→ EXERCISE: Beginning with the line that holds "Target: shallow water", write out the remaining lines of the material exactly, the last line included.
=== Begin Enclosure ===
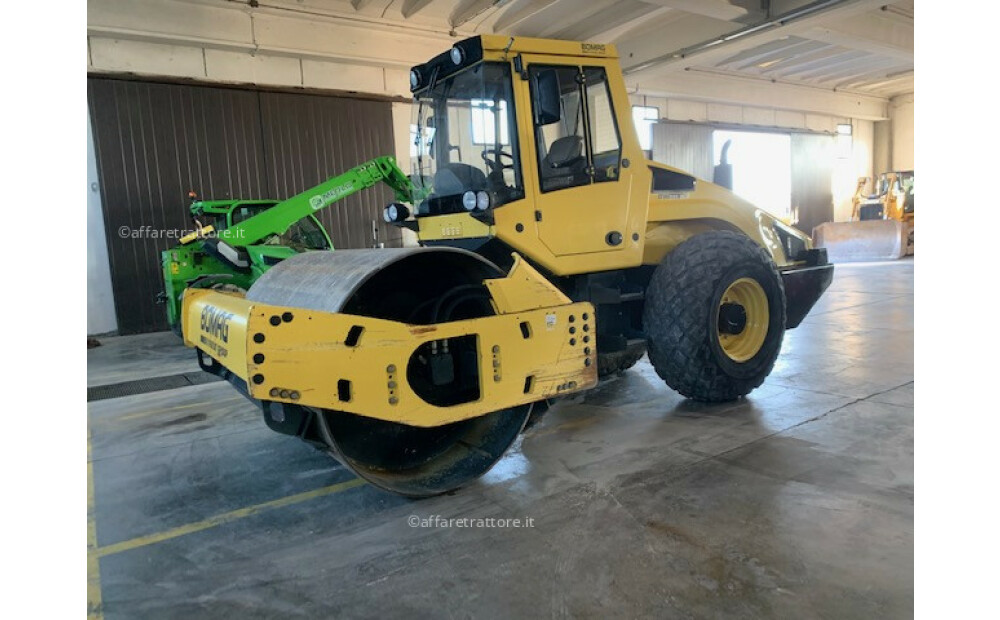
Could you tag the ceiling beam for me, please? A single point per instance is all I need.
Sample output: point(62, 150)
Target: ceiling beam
point(711, 51)
point(787, 53)
point(615, 33)
point(469, 9)
point(518, 12)
point(592, 28)
point(412, 7)
point(776, 64)
point(820, 65)
point(716, 9)
point(846, 72)
point(760, 92)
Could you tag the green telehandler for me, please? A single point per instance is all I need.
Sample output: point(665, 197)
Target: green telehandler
point(248, 237)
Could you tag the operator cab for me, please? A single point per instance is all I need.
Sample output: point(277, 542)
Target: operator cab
point(464, 141)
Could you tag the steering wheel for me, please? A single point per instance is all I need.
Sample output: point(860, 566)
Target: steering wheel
point(498, 166)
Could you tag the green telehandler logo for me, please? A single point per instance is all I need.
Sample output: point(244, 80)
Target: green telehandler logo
point(317, 201)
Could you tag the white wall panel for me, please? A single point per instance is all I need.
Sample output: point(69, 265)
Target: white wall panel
point(227, 66)
point(685, 146)
point(147, 58)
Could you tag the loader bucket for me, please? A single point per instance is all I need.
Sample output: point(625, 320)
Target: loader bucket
point(416, 286)
point(870, 240)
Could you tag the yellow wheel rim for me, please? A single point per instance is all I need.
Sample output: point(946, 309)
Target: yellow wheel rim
point(742, 317)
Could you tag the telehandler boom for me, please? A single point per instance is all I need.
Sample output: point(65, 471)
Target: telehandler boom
point(552, 251)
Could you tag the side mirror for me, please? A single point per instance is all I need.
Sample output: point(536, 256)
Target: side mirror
point(548, 108)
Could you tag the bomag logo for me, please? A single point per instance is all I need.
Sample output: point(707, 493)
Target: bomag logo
point(215, 322)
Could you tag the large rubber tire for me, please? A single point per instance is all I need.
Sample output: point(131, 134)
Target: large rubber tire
point(681, 316)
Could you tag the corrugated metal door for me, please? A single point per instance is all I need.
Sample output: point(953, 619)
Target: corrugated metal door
point(155, 142)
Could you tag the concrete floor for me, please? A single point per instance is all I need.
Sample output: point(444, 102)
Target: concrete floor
point(795, 503)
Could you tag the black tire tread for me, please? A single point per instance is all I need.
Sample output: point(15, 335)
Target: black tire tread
point(675, 315)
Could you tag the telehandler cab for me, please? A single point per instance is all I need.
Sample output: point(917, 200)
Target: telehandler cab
point(551, 250)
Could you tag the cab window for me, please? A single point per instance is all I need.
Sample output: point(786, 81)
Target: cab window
point(576, 136)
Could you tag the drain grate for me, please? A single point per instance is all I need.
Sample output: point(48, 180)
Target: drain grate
point(153, 384)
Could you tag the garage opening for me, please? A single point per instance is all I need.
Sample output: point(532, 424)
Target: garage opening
point(762, 168)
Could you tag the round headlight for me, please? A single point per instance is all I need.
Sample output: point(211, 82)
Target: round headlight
point(469, 200)
point(395, 212)
point(482, 201)
point(390, 213)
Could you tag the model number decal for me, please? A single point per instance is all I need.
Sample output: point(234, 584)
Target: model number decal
point(215, 322)
point(317, 201)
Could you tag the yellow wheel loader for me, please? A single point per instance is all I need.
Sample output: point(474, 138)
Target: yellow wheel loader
point(881, 226)
point(552, 251)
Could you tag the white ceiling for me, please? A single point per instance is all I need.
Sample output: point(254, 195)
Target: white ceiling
point(860, 47)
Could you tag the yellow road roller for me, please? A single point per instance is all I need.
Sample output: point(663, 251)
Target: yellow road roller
point(551, 252)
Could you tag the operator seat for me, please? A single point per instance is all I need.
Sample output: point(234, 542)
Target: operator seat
point(564, 164)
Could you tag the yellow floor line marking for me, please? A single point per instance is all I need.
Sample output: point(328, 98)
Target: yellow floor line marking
point(224, 518)
point(95, 605)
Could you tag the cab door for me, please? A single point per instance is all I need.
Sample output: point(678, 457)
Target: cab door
point(583, 181)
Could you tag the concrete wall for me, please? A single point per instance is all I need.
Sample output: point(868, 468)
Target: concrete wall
point(901, 116)
point(845, 170)
point(282, 44)
point(100, 300)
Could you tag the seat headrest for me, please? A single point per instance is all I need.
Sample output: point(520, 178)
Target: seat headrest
point(565, 150)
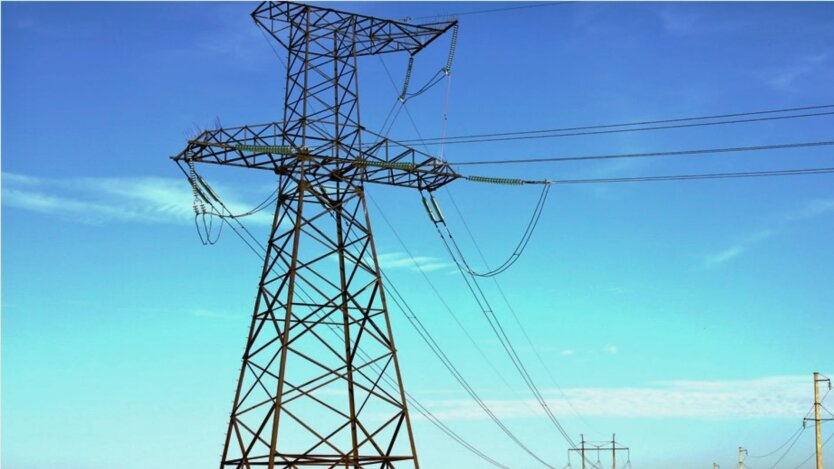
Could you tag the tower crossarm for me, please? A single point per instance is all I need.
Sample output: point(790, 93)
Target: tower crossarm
point(263, 147)
point(360, 34)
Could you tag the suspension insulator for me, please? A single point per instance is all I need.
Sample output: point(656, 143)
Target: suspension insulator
point(407, 79)
point(448, 69)
point(437, 208)
point(428, 210)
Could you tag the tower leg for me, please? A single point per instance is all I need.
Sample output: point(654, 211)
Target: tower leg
point(302, 398)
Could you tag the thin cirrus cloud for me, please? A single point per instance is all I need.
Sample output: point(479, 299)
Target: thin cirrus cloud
point(809, 209)
point(783, 397)
point(401, 260)
point(110, 199)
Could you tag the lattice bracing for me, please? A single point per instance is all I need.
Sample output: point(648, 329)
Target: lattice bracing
point(306, 396)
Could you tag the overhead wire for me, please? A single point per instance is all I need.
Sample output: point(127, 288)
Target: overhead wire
point(437, 294)
point(492, 10)
point(420, 408)
point(612, 128)
point(814, 453)
point(509, 305)
point(700, 151)
point(687, 177)
point(495, 324)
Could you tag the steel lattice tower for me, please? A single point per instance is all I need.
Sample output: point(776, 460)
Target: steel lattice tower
point(306, 396)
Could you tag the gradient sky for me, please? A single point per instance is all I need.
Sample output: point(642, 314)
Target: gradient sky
point(687, 317)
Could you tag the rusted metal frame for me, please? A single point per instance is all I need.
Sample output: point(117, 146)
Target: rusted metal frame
point(259, 376)
point(256, 435)
point(390, 336)
point(357, 226)
point(291, 274)
point(330, 371)
point(256, 405)
point(301, 392)
point(396, 433)
point(377, 287)
point(370, 436)
point(250, 339)
point(381, 372)
point(308, 329)
point(239, 438)
point(251, 387)
point(322, 439)
point(337, 377)
point(346, 316)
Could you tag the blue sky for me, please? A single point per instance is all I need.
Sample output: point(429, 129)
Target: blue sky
point(687, 317)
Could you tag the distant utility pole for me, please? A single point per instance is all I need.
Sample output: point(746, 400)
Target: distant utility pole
point(741, 454)
point(584, 447)
point(818, 414)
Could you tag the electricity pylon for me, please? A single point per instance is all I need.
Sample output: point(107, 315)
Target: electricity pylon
point(303, 398)
point(584, 447)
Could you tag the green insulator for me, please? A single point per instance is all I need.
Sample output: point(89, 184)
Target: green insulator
point(277, 149)
point(487, 180)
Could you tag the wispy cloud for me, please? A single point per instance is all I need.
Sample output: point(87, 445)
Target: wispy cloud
point(110, 199)
point(401, 260)
point(785, 77)
point(766, 397)
point(212, 314)
point(809, 209)
point(725, 255)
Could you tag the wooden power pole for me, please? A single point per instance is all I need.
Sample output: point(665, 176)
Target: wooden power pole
point(818, 378)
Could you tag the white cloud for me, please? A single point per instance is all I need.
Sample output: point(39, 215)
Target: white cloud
point(401, 260)
point(208, 313)
point(725, 255)
point(766, 397)
point(785, 78)
point(111, 199)
point(811, 208)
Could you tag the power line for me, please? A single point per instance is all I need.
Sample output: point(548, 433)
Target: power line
point(688, 177)
point(798, 430)
point(700, 151)
point(613, 128)
point(420, 408)
point(492, 10)
point(814, 453)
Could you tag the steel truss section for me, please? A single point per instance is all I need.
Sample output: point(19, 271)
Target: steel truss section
point(302, 398)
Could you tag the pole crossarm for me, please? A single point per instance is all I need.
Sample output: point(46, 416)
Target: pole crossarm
point(360, 35)
point(263, 146)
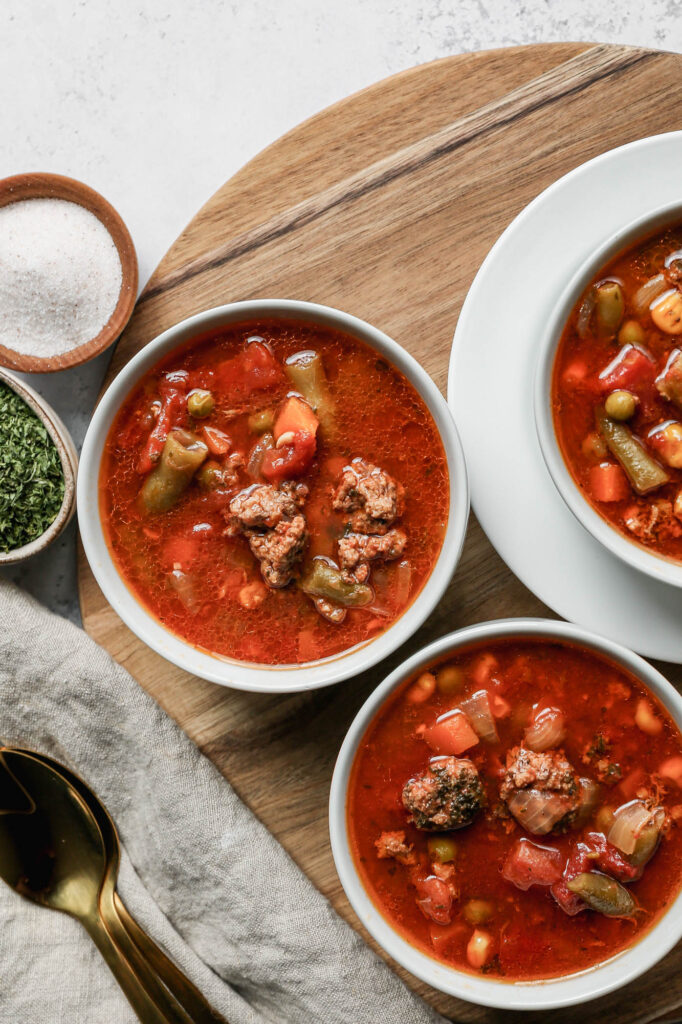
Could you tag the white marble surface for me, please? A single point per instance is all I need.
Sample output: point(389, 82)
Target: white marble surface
point(156, 103)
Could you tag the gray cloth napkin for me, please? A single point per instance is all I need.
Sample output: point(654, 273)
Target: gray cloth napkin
point(200, 872)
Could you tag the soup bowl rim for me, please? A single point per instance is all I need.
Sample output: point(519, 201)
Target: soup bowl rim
point(523, 995)
point(661, 567)
point(231, 673)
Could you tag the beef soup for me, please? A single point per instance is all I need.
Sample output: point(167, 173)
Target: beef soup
point(515, 810)
point(616, 393)
point(274, 492)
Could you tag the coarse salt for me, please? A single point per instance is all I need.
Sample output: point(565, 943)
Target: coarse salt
point(60, 276)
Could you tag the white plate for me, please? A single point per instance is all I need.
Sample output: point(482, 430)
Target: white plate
point(492, 372)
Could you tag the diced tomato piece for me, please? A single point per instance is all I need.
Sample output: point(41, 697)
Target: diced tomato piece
point(295, 417)
point(181, 550)
point(291, 460)
point(499, 707)
point(608, 482)
point(434, 899)
point(216, 441)
point(608, 858)
point(631, 369)
point(452, 734)
point(529, 864)
point(171, 414)
point(672, 769)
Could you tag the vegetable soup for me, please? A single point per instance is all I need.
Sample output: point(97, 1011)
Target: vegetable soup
point(616, 393)
point(515, 810)
point(274, 492)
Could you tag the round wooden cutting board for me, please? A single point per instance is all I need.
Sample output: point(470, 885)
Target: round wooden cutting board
point(385, 206)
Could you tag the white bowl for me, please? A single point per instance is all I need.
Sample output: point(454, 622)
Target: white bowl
point(216, 669)
point(509, 995)
point(658, 566)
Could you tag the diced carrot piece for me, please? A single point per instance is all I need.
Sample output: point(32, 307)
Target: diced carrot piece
point(608, 482)
point(217, 442)
point(646, 720)
point(295, 417)
point(452, 734)
point(672, 768)
point(422, 689)
point(574, 373)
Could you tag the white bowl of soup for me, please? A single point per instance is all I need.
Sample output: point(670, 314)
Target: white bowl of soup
point(608, 394)
point(272, 495)
point(505, 815)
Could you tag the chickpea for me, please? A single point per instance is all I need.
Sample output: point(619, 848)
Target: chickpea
point(200, 403)
point(450, 679)
point(610, 306)
point(621, 404)
point(667, 312)
point(477, 911)
point(441, 848)
point(631, 333)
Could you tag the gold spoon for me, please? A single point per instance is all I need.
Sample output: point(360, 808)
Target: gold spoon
point(53, 854)
point(120, 923)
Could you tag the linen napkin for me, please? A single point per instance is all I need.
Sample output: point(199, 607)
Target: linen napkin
point(200, 872)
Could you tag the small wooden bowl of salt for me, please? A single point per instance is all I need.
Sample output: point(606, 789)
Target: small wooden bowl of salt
point(68, 273)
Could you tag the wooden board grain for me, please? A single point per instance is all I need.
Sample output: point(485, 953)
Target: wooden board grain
point(384, 206)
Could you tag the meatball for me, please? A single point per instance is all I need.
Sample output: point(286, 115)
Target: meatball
point(446, 796)
point(371, 495)
point(357, 550)
point(541, 790)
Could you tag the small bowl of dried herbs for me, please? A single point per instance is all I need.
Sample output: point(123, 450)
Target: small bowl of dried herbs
point(38, 467)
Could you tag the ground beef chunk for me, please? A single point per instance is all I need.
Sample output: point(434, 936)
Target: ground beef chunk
point(542, 791)
point(393, 845)
point(371, 495)
point(276, 532)
point(446, 796)
point(357, 550)
point(278, 550)
point(263, 506)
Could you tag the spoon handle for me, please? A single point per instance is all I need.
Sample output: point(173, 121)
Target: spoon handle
point(141, 1003)
point(184, 991)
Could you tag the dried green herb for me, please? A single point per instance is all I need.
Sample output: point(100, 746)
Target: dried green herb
point(31, 475)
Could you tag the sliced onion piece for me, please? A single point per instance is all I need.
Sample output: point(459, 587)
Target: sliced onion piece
point(477, 710)
point(630, 821)
point(647, 292)
point(546, 730)
point(537, 810)
point(585, 312)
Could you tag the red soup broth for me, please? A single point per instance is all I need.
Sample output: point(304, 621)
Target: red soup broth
point(377, 416)
point(527, 936)
point(632, 361)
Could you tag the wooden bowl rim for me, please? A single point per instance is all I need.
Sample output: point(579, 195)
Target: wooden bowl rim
point(68, 457)
point(44, 185)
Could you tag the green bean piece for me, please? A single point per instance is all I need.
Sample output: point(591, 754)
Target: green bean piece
point(182, 454)
point(261, 422)
point(645, 845)
point(200, 403)
point(603, 894)
point(324, 580)
point(306, 372)
point(610, 306)
point(441, 848)
point(643, 472)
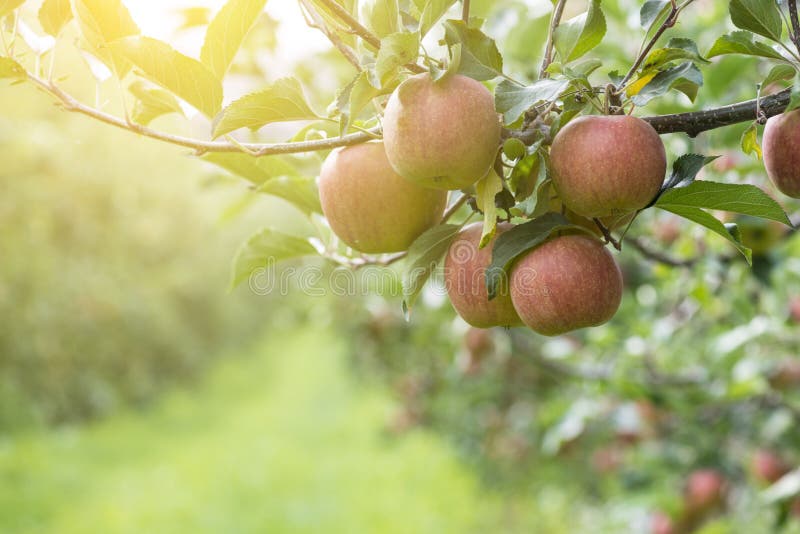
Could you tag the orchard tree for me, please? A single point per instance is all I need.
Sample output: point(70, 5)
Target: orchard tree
point(522, 176)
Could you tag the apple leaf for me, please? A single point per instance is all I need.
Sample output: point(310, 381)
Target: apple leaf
point(685, 77)
point(684, 171)
point(54, 15)
point(794, 97)
point(779, 73)
point(432, 12)
point(758, 16)
point(152, 103)
point(485, 190)
point(513, 100)
point(102, 22)
point(10, 69)
point(185, 77)
point(517, 241)
point(480, 59)
point(264, 250)
point(396, 50)
point(282, 101)
point(227, 32)
point(677, 48)
point(577, 36)
point(709, 221)
point(381, 17)
point(7, 6)
point(749, 141)
point(742, 42)
point(423, 256)
point(651, 11)
point(737, 198)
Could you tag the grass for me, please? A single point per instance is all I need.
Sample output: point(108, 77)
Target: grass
point(281, 441)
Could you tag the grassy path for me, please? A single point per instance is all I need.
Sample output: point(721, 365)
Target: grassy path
point(281, 441)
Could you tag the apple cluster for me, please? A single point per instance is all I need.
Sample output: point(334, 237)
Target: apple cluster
point(443, 135)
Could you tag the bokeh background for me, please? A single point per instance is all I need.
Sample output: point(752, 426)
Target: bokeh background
point(138, 395)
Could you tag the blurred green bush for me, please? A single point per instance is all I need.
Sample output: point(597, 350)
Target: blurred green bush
point(113, 266)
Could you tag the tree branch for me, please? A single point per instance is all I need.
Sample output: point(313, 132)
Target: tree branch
point(669, 22)
point(696, 122)
point(795, 31)
point(201, 147)
point(558, 11)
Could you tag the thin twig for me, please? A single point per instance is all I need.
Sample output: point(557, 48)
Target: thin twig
point(555, 20)
point(201, 147)
point(318, 23)
point(795, 33)
point(669, 22)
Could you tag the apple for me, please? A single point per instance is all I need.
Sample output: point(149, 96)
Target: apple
point(705, 489)
point(781, 146)
point(465, 280)
point(569, 282)
point(369, 206)
point(441, 134)
point(607, 165)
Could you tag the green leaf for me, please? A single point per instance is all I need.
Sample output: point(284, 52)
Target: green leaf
point(54, 15)
point(252, 169)
point(480, 58)
point(227, 32)
point(152, 103)
point(300, 191)
point(685, 77)
point(794, 97)
point(187, 78)
point(103, 22)
point(433, 11)
point(737, 198)
point(684, 171)
point(423, 256)
point(750, 141)
point(355, 96)
point(705, 219)
point(396, 50)
point(282, 101)
point(486, 189)
point(11, 69)
point(517, 241)
point(742, 42)
point(7, 6)
point(779, 73)
point(758, 16)
point(580, 34)
point(381, 17)
point(512, 100)
point(651, 11)
point(676, 49)
point(264, 250)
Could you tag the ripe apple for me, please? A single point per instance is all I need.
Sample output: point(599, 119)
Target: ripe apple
point(705, 489)
point(465, 279)
point(369, 206)
point(661, 523)
point(781, 145)
point(607, 165)
point(567, 283)
point(442, 134)
point(768, 466)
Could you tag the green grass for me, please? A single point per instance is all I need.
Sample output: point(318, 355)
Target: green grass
point(280, 441)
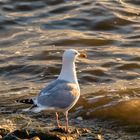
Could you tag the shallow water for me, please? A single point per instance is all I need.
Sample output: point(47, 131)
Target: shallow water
point(33, 35)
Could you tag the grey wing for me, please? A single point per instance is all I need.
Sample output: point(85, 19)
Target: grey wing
point(61, 96)
point(45, 91)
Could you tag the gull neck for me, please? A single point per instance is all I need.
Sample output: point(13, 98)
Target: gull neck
point(68, 71)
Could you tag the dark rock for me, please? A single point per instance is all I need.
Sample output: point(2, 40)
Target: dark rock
point(35, 138)
point(10, 137)
point(23, 134)
point(4, 132)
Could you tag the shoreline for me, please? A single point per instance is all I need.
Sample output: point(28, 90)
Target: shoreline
point(80, 129)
=== End Enclosure ===
→ ANSWER SECTION:
Target: shallow water
point(33, 35)
Could you tag the grey wing for me, please? A single point per instance is all I need.
Sample output: point(85, 19)
Target: grey wing
point(61, 96)
point(45, 91)
Could you tag the gull neck for me, please? A single point per instance is all I need.
Sample output: point(13, 98)
Target: gull neck
point(68, 71)
Could you tag the dark rock for me, please? A single point per instance is all I need.
Sample output: point(2, 40)
Target: dark rock
point(35, 138)
point(10, 137)
point(23, 134)
point(4, 132)
Could you tag the shoreline for me, please? A single point per instance is all I need.
Sample output: point(28, 90)
Target: shoreline
point(80, 129)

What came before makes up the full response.